(Source information)
_ _ _ _ _ _ _
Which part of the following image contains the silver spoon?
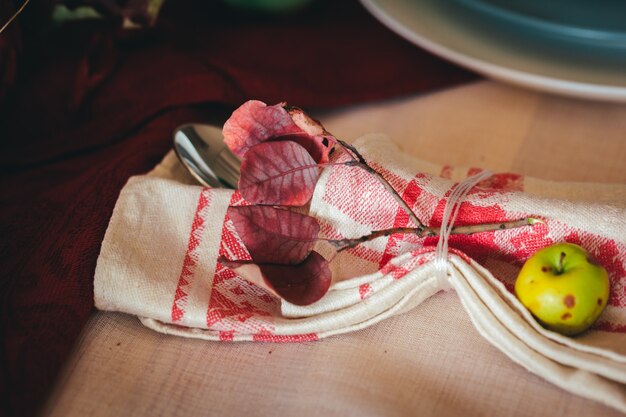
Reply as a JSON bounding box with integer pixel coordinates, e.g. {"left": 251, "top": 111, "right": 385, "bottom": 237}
{"left": 173, "top": 123, "right": 241, "bottom": 189}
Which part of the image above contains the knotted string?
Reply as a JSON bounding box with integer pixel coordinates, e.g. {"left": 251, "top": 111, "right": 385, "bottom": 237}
{"left": 435, "top": 170, "right": 493, "bottom": 290}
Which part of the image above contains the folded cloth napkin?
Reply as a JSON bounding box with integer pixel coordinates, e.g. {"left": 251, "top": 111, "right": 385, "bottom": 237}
{"left": 95, "top": 134, "right": 626, "bottom": 412}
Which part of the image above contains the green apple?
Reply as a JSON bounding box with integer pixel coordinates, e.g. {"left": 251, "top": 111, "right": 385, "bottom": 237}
{"left": 515, "top": 243, "right": 610, "bottom": 336}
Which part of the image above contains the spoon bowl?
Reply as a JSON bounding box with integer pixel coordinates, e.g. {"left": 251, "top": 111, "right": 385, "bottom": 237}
{"left": 173, "top": 124, "right": 241, "bottom": 189}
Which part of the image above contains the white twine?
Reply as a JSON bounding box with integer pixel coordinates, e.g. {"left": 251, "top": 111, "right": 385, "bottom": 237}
{"left": 435, "top": 170, "right": 492, "bottom": 290}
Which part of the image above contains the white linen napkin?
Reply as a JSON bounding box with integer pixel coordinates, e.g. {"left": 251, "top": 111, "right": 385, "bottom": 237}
{"left": 95, "top": 134, "right": 626, "bottom": 412}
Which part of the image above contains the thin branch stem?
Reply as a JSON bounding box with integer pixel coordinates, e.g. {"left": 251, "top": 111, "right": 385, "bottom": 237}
{"left": 0, "top": 0, "right": 30, "bottom": 34}
{"left": 337, "top": 139, "right": 426, "bottom": 230}
{"left": 326, "top": 217, "right": 541, "bottom": 251}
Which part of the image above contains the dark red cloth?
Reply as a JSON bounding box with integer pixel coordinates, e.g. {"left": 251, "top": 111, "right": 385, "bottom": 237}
{"left": 0, "top": 1, "right": 475, "bottom": 416}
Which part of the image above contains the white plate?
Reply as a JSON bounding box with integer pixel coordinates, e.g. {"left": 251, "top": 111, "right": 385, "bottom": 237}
{"left": 360, "top": 0, "right": 626, "bottom": 102}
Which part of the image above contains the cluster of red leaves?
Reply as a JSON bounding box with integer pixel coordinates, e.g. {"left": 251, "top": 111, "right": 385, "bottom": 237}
{"left": 221, "top": 101, "right": 338, "bottom": 305}
{"left": 224, "top": 100, "right": 336, "bottom": 206}
{"left": 218, "top": 101, "right": 538, "bottom": 307}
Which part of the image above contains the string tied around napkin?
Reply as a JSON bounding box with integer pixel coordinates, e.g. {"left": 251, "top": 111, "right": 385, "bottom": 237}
{"left": 435, "top": 170, "right": 492, "bottom": 290}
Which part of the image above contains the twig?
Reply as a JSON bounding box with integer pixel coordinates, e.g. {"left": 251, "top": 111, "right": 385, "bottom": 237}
{"left": 337, "top": 139, "right": 426, "bottom": 231}
{"left": 327, "top": 218, "right": 541, "bottom": 251}
{"left": 0, "top": 0, "right": 30, "bottom": 34}
{"left": 422, "top": 217, "right": 542, "bottom": 237}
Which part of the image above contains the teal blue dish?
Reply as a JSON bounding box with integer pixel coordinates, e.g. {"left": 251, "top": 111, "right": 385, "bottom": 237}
{"left": 455, "top": 0, "right": 626, "bottom": 52}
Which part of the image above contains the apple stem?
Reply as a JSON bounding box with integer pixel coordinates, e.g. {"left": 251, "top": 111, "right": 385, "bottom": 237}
{"left": 557, "top": 251, "right": 566, "bottom": 274}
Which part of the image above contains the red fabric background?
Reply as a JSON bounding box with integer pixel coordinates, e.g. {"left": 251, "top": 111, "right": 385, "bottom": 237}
{"left": 0, "top": 1, "right": 475, "bottom": 416}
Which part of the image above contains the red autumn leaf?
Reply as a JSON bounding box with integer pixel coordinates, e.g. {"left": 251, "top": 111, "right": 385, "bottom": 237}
{"left": 260, "top": 251, "right": 332, "bottom": 306}
{"left": 223, "top": 100, "right": 335, "bottom": 163}
{"left": 239, "top": 141, "right": 321, "bottom": 206}
{"left": 220, "top": 251, "right": 332, "bottom": 306}
{"left": 227, "top": 205, "right": 320, "bottom": 264}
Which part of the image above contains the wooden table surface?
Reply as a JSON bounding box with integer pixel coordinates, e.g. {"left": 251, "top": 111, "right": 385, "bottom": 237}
{"left": 42, "top": 81, "right": 626, "bottom": 417}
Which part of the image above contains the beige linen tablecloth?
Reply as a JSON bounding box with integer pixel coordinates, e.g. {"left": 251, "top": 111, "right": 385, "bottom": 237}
{"left": 42, "top": 81, "right": 626, "bottom": 417}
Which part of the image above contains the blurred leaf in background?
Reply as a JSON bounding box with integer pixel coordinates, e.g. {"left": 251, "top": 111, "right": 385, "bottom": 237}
{"left": 52, "top": 0, "right": 166, "bottom": 28}
{"left": 223, "top": 0, "right": 313, "bottom": 13}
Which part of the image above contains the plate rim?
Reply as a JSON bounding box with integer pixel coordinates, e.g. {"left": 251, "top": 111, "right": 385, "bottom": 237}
{"left": 457, "top": 0, "right": 626, "bottom": 44}
{"left": 360, "top": 0, "right": 626, "bottom": 102}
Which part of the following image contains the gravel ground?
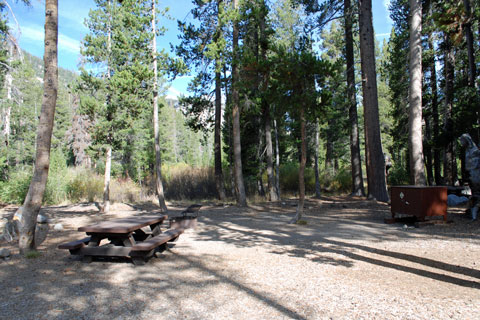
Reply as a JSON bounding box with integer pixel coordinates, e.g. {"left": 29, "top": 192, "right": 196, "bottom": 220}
{"left": 0, "top": 197, "right": 479, "bottom": 320}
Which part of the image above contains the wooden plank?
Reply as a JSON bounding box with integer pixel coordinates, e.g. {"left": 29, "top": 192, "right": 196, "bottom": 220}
{"left": 130, "top": 229, "right": 183, "bottom": 252}
{"left": 58, "top": 237, "right": 91, "bottom": 250}
{"left": 78, "top": 215, "right": 167, "bottom": 234}
{"left": 79, "top": 246, "right": 133, "bottom": 257}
_ _ _ _ _ _ _
(What to do)
The whole listing should be reproduced exactly. Images don't go in.

(Reply)
Which part of the following image contains the silver spoon?
Reply as a JSON bounding box with integer pixel coordinates, e.g. {"left": 251, "top": 111, "right": 385, "bottom": 237}
{"left": 173, "top": 123, "right": 241, "bottom": 189}
Which part of the image above contains the knotted string?
Reply as a JSON bounding box with integer pixel coordinates, e.g. {"left": 251, "top": 111, "right": 385, "bottom": 237}
{"left": 435, "top": 170, "right": 493, "bottom": 290}
Which part of the image above contains the folded cloth napkin?
Reply as a JSON bounding box with integer pixel coordinates, e.g. {"left": 251, "top": 111, "right": 385, "bottom": 237}
{"left": 95, "top": 134, "right": 626, "bottom": 412}
Which part of the image above contains the green apple?
Reply as a JSON bounding box with integer pixel coordinates, e.g. {"left": 251, "top": 111, "right": 385, "bottom": 237}
{"left": 515, "top": 243, "right": 610, "bottom": 336}
Which part of the image above contains the spoon bowl?
Reply as a JSON bounding box with integer pixel coordinates, e.g. {"left": 251, "top": 111, "right": 385, "bottom": 237}
{"left": 173, "top": 124, "right": 241, "bottom": 189}
Which part of the image above contains the white twine?
Reply as a JSON bounding box with integer pixel coordinates, e.g. {"left": 251, "top": 111, "right": 385, "bottom": 237}
{"left": 435, "top": 170, "right": 492, "bottom": 290}
Which part of the image above contains the white linen napkin?
Reply as a JSON bounding box with integer pixel coordinates, e.g. {"left": 251, "top": 111, "right": 385, "bottom": 237}
{"left": 95, "top": 134, "right": 626, "bottom": 412}
Which part of the image above contains the thin branch stem?
Reply as a JSON bounding box with integer pixel coordinates, e.g. {"left": 251, "top": 111, "right": 385, "bottom": 237}
{"left": 0, "top": 0, "right": 30, "bottom": 34}
{"left": 337, "top": 139, "right": 426, "bottom": 230}
{"left": 326, "top": 217, "right": 541, "bottom": 251}
Which part of the image above contains the dark red cloth?
Reply as a JSON bounding box with integer pixel coordinates, e.g. {"left": 251, "top": 111, "right": 385, "bottom": 237}
{"left": 0, "top": 1, "right": 475, "bottom": 416}
Which part of the image above contains the white plate?
Reply as a JSON bounding box with integer pixel coordinates, e.g. {"left": 251, "top": 111, "right": 385, "bottom": 237}
{"left": 360, "top": 0, "right": 626, "bottom": 102}
Which part of the image above contains the cluster of red leaves?
Reply as a JSON bounding box with integer pixel coordinates, e.g. {"left": 251, "top": 111, "right": 385, "bottom": 237}
{"left": 221, "top": 101, "right": 338, "bottom": 305}
{"left": 224, "top": 100, "right": 336, "bottom": 206}
{"left": 218, "top": 101, "right": 538, "bottom": 307}
Which part of the image above contains the string tied around napkin?
Reply as a JSON bounding box with integer pixel coordinates, e.g. {"left": 251, "top": 111, "right": 385, "bottom": 237}
{"left": 435, "top": 170, "right": 492, "bottom": 290}
Which part of the image above contains the twig?
Reply as a JSON bounding box with integer pixel coordinates, e.g. {"left": 251, "top": 111, "right": 385, "bottom": 237}
{"left": 337, "top": 139, "right": 426, "bottom": 231}
{"left": 327, "top": 218, "right": 541, "bottom": 251}
{"left": 0, "top": 0, "right": 30, "bottom": 34}
{"left": 422, "top": 217, "right": 542, "bottom": 237}
Which part of the image above contains the teal blue dish?
Reply as a JSON bounding box with integer pixel coordinates, e.g. {"left": 251, "top": 111, "right": 385, "bottom": 237}
{"left": 455, "top": 0, "right": 626, "bottom": 52}
Which part of the image above contains the apple stem?
Reply as a JSON bounding box with integer pixel coordinates, e.g. {"left": 251, "top": 111, "right": 385, "bottom": 237}
{"left": 557, "top": 251, "right": 566, "bottom": 274}
Which part of the image above contains the red fabric background?
Reply as a JSON bounding box with integer pixel coordinates, e.g. {"left": 251, "top": 111, "right": 385, "bottom": 237}
{"left": 0, "top": 1, "right": 475, "bottom": 416}
Which part of the image above contains the red autumn leaf?
Reply as a JSON bounding box with integer pixel coordinates, e.g. {"left": 251, "top": 111, "right": 385, "bottom": 237}
{"left": 260, "top": 251, "right": 332, "bottom": 306}
{"left": 223, "top": 100, "right": 335, "bottom": 163}
{"left": 239, "top": 141, "right": 321, "bottom": 206}
{"left": 220, "top": 251, "right": 332, "bottom": 306}
{"left": 227, "top": 205, "right": 320, "bottom": 264}
Which part of the image above contains the wooden table surface?
Reply as a JSON bounding box with integer pixel coordinates, e.g. {"left": 251, "top": 111, "right": 385, "bottom": 237}
{"left": 42, "top": 81, "right": 626, "bottom": 417}
Which part of the image above contains the beige linen tablecloth?
Reply as a JSON bounding box with integer pixel coordinates, e.g. {"left": 251, "top": 111, "right": 385, "bottom": 237}
{"left": 42, "top": 81, "right": 626, "bottom": 417}
Which part of the image above contains the blurred leaf in background?
Reply as a JSON bounding box with integer pixel coordinates, e.g. {"left": 251, "top": 111, "right": 385, "bottom": 237}
{"left": 52, "top": 0, "right": 166, "bottom": 28}
{"left": 223, "top": 0, "right": 313, "bottom": 13}
Which part of the image above contains the plate rim?
Reply as a JSON bounding box with integer pixel coordinates, e.g. {"left": 251, "top": 111, "right": 385, "bottom": 237}
{"left": 457, "top": 0, "right": 626, "bottom": 44}
{"left": 360, "top": 0, "right": 626, "bottom": 102}
Which part of the following image contains the gravel ground?
Reply as a JSON bounding box with integer pixel coordinates, e.g. {"left": 29, "top": 192, "right": 196, "bottom": 220}
{"left": 0, "top": 197, "right": 479, "bottom": 320}
Which part of the image above contains the wooden plank?
Reply as a JSON bounding box with integer pixel coordinates, e.g. {"left": 29, "top": 192, "right": 196, "bottom": 220}
{"left": 130, "top": 229, "right": 183, "bottom": 252}
{"left": 58, "top": 237, "right": 91, "bottom": 250}
{"left": 78, "top": 215, "right": 167, "bottom": 234}
{"left": 79, "top": 246, "right": 133, "bottom": 257}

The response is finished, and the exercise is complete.